* WHAT YOU HAVE TO DO *
Produce again, without any change, the lines running from the one with "Mark every instance of the distant" through the final line of the data below, and only those.

Excerpts from a dataset

※

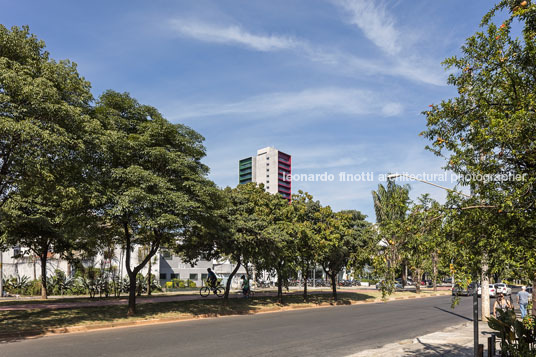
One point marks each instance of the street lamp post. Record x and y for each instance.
(1, 273)
(475, 292)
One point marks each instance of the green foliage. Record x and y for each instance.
(489, 129)
(518, 338)
(391, 203)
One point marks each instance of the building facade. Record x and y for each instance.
(271, 167)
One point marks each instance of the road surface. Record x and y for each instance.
(331, 331)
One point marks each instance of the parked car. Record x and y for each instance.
(397, 285)
(503, 288)
(492, 291)
(459, 290)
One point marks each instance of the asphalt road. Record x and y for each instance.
(331, 331)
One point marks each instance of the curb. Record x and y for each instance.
(124, 324)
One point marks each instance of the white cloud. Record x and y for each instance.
(392, 109)
(310, 102)
(413, 69)
(230, 34)
(403, 60)
(373, 19)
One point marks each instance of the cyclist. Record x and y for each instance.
(212, 279)
(245, 286)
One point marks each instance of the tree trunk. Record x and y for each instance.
(534, 295)
(418, 281)
(131, 293)
(43, 259)
(305, 277)
(230, 279)
(333, 277)
(434, 279)
(149, 279)
(484, 279)
(279, 287)
(405, 274)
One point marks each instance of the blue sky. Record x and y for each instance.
(338, 84)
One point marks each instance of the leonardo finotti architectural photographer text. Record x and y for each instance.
(405, 176)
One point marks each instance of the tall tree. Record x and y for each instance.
(236, 230)
(391, 203)
(487, 133)
(153, 181)
(342, 236)
(45, 136)
(305, 216)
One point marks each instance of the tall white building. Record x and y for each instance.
(270, 167)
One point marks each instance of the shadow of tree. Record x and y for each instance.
(20, 324)
(447, 350)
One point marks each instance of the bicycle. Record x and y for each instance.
(218, 290)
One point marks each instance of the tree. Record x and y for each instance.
(423, 237)
(305, 216)
(391, 204)
(153, 182)
(276, 248)
(343, 234)
(45, 135)
(487, 133)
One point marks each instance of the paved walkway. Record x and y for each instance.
(58, 304)
(454, 341)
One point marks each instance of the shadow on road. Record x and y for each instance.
(448, 350)
(453, 313)
(16, 325)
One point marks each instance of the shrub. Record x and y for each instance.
(33, 288)
(518, 338)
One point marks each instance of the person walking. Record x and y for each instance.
(245, 286)
(501, 303)
(523, 301)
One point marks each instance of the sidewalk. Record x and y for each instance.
(454, 341)
(59, 304)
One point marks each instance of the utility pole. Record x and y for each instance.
(475, 318)
(1, 273)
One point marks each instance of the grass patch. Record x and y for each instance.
(41, 320)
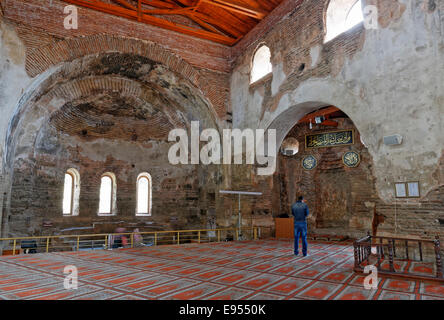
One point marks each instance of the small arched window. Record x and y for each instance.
(342, 15)
(261, 64)
(144, 194)
(71, 193)
(107, 205)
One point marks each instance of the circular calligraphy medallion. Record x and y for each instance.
(309, 162)
(351, 159)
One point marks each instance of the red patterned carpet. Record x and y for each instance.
(261, 270)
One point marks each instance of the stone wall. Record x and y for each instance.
(388, 81)
(341, 199)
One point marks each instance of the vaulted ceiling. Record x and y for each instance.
(221, 21)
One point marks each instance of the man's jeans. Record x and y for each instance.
(300, 230)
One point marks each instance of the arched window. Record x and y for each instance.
(71, 193)
(261, 64)
(342, 15)
(107, 205)
(144, 193)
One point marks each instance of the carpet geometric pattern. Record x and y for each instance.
(244, 270)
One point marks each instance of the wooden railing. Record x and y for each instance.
(102, 241)
(398, 250)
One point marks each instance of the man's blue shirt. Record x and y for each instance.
(299, 211)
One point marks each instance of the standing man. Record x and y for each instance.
(300, 213)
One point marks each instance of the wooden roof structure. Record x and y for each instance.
(221, 21)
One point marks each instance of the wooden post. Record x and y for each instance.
(382, 248)
(378, 250)
(394, 248)
(407, 249)
(356, 254)
(420, 250)
(390, 249)
(139, 10)
(438, 258)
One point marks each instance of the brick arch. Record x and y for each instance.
(41, 59)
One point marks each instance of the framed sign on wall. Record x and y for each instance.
(407, 189)
(330, 139)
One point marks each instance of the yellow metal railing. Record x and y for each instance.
(150, 238)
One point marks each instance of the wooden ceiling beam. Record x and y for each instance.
(133, 14)
(234, 6)
(200, 18)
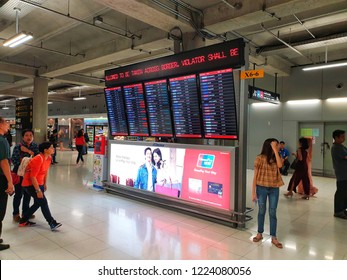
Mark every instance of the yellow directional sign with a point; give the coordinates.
(252, 74)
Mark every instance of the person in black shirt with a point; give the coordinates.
(53, 138)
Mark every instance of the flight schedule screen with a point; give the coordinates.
(136, 110)
(218, 104)
(185, 105)
(116, 111)
(158, 106)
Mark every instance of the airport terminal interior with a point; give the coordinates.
(61, 71)
(102, 226)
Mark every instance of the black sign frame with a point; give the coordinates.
(224, 55)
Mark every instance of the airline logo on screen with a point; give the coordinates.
(205, 161)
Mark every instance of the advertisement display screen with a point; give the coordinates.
(196, 175)
(159, 113)
(116, 111)
(136, 110)
(185, 105)
(218, 104)
(263, 95)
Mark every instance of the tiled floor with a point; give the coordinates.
(99, 226)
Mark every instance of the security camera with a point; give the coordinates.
(339, 86)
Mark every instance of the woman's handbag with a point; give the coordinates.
(23, 165)
(15, 178)
(293, 165)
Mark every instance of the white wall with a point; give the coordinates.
(281, 122)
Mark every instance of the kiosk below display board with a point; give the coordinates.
(190, 175)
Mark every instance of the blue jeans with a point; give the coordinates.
(38, 203)
(262, 194)
(18, 194)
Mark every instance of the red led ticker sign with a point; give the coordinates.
(227, 54)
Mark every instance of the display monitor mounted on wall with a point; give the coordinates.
(185, 107)
(263, 95)
(218, 104)
(116, 111)
(158, 105)
(136, 110)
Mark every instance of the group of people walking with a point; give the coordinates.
(268, 168)
(32, 185)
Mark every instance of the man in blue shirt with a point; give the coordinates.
(26, 148)
(6, 185)
(284, 155)
(339, 156)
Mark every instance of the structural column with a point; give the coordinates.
(40, 109)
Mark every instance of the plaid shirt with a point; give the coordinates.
(268, 174)
(17, 154)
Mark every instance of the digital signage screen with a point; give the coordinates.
(158, 105)
(116, 111)
(195, 175)
(218, 104)
(263, 95)
(185, 106)
(136, 110)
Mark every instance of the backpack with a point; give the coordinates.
(23, 165)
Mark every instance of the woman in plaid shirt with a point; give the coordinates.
(266, 182)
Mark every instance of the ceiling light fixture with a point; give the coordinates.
(19, 38)
(79, 96)
(337, 100)
(5, 107)
(325, 66)
(304, 101)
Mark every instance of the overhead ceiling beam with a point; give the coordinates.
(109, 52)
(81, 80)
(17, 70)
(146, 12)
(219, 18)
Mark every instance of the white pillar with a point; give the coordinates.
(40, 109)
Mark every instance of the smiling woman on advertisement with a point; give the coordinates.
(147, 173)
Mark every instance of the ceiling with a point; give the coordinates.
(75, 41)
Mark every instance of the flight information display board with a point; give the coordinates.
(116, 111)
(218, 104)
(185, 105)
(158, 105)
(136, 110)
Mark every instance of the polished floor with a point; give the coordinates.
(101, 226)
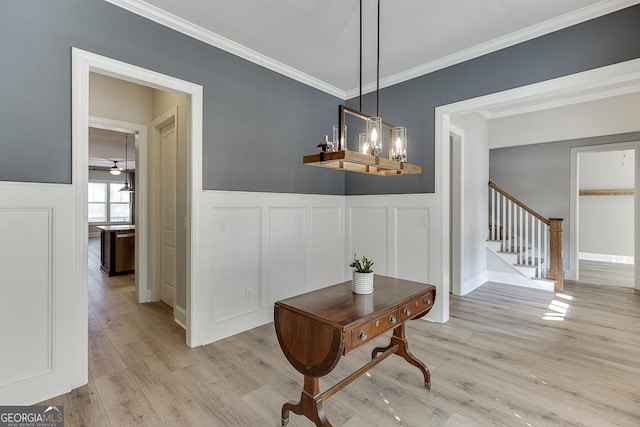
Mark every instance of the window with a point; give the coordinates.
(107, 204)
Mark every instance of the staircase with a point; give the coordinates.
(530, 243)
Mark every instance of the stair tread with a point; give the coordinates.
(543, 278)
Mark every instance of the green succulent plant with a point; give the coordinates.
(362, 265)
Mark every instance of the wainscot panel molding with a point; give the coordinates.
(395, 230)
(36, 291)
(258, 248)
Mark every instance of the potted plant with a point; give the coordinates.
(362, 282)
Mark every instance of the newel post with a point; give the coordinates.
(556, 270)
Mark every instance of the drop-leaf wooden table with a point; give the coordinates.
(317, 328)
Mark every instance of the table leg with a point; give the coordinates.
(310, 404)
(400, 339)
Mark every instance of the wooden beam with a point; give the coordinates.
(612, 192)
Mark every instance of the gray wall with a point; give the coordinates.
(540, 175)
(607, 40)
(257, 123)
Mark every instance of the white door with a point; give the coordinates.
(168, 154)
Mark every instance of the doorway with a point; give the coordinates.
(603, 216)
(456, 225)
(83, 63)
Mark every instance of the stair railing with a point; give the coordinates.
(535, 239)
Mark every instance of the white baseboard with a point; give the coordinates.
(621, 259)
(180, 316)
(512, 279)
(474, 283)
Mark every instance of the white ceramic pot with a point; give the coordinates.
(362, 283)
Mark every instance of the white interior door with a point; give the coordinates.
(168, 154)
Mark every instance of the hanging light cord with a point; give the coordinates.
(360, 55)
(378, 67)
(126, 177)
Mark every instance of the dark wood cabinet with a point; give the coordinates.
(117, 249)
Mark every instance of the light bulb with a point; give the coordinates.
(374, 136)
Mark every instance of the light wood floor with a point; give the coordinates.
(606, 273)
(509, 356)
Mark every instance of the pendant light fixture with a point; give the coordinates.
(336, 155)
(115, 170)
(126, 188)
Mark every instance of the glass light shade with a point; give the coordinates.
(364, 146)
(126, 188)
(341, 144)
(374, 133)
(115, 170)
(398, 148)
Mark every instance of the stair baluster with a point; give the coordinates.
(534, 240)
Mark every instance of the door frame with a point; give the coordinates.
(84, 62)
(574, 204)
(457, 245)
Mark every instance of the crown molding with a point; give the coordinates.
(632, 88)
(587, 13)
(183, 26)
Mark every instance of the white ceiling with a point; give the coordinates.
(107, 146)
(316, 41)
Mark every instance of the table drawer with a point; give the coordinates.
(417, 306)
(377, 326)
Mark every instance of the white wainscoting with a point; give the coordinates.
(36, 291)
(396, 231)
(258, 248)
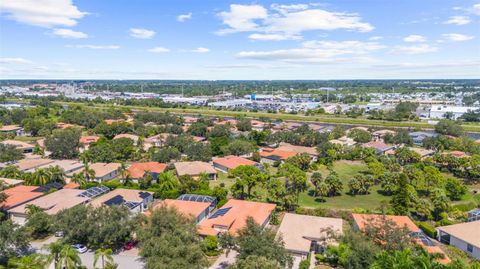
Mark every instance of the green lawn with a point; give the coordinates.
(346, 170)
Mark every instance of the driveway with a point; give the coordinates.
(125, 259)
(223, 261)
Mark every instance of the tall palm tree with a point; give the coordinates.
(123, 171)
(86, 157)
(78, 178)
(106, 256)
(11, 171)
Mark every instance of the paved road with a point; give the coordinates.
(125, 259)
(223, 261)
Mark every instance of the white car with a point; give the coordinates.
(80, 248)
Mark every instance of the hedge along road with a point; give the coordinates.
(290, 117)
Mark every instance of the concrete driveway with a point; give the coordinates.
(223, 261)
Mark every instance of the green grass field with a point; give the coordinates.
(346, 170)
(324, 118)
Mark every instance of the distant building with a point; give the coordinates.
(418, 137)
(455, 112)
(465, 236)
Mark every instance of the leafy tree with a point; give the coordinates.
(244, 124)
(248, 176)
(254, 240)
(169, 240)
(9, 153)
(105, 255)
(335, 185)
(64, 143)
(449, 127)
(104, 226)
(199, 152)
(14, 240)
(360, 184)
(455, 189)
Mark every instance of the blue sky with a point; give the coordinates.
(192, 39)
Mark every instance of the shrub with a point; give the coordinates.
(304, 264)
(428, 229)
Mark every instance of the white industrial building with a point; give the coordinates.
(440, 111)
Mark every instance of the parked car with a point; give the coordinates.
(80, 248)
(59, 234)
(129, 245)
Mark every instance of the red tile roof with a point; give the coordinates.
(236, 217)
(283, 155)
(232, 162)
(19, 195)
(137, 170)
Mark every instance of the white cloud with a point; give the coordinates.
(414, 38)
(141, 33)
(458, 20)
(274, 37)
(415, 49)
(159, 50)
(112, 47)
(69, 33)
(15, 61)
(317, 52)
(44, 13)
(476, 9)
(375, 38)
(201, 50)
(184, 17)
(283, 22)
(457, 37)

※

* THE ANSWER *
Mark every instance of the distant building with a point; give the coordinates.
(418, 137)
(455, 112)
(465, 236)
Mark every instance of the leafy tree with a point; give the coordinates.
(244, 124)
(248, 176)
(254, 240)
(169, 240)
(9, 153)
(105, 255)
(335, 185)
(64, 143)
(449, 127)
(104, 226)
(199, 152)
(14, 240)
(360, 184)
(455, 189)
Mark every instance of the blue sky with a point; give the coordinates.
(192, 39)
Mark every instance of the shrub with a point; give the coordinates.
(304, 264)
(428, 229)
Mark every instance of the white industrial building with a point; give the coordinates.
(440, 111)
Mark every instance of the parked car with a point; give the coordinates.
(80, 248)
(59, 234)
(129, 245)
Mark every instance of the red tile roof with a point; give the coordinates.
(236, 217)
(283, 155)
(232, 162)
(19, 195)
(137, 170)
Mark every instance of the white cloud with a point; give the coordinates.
(414, 38)
(141, 33)
(458, 20)
(274, 37)
(415, 49)
(159, 50)
(112, 47)
(69, 33)
(15, 61)
(317, 52)
(44, 13)
(476, 9)
(375, 38)
(201, 50)
(184, 17)
(283, 22)
(457, 37)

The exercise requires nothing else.